Output every row below verbatim, without changing or omitting anything.

■ **Material for this exercise**
★ ★ ★

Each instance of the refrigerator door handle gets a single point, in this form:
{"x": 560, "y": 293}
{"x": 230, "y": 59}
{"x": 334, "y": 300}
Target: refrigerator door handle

★ ★ ★

■ **Written answer**
Each instance of the refrigerator door handle gets a single point, in this form:
{"x": 560, "y": 293}
{"x": 230, "y": 59}
{"x": 334, "y": 300}
Target: refrigerator door handle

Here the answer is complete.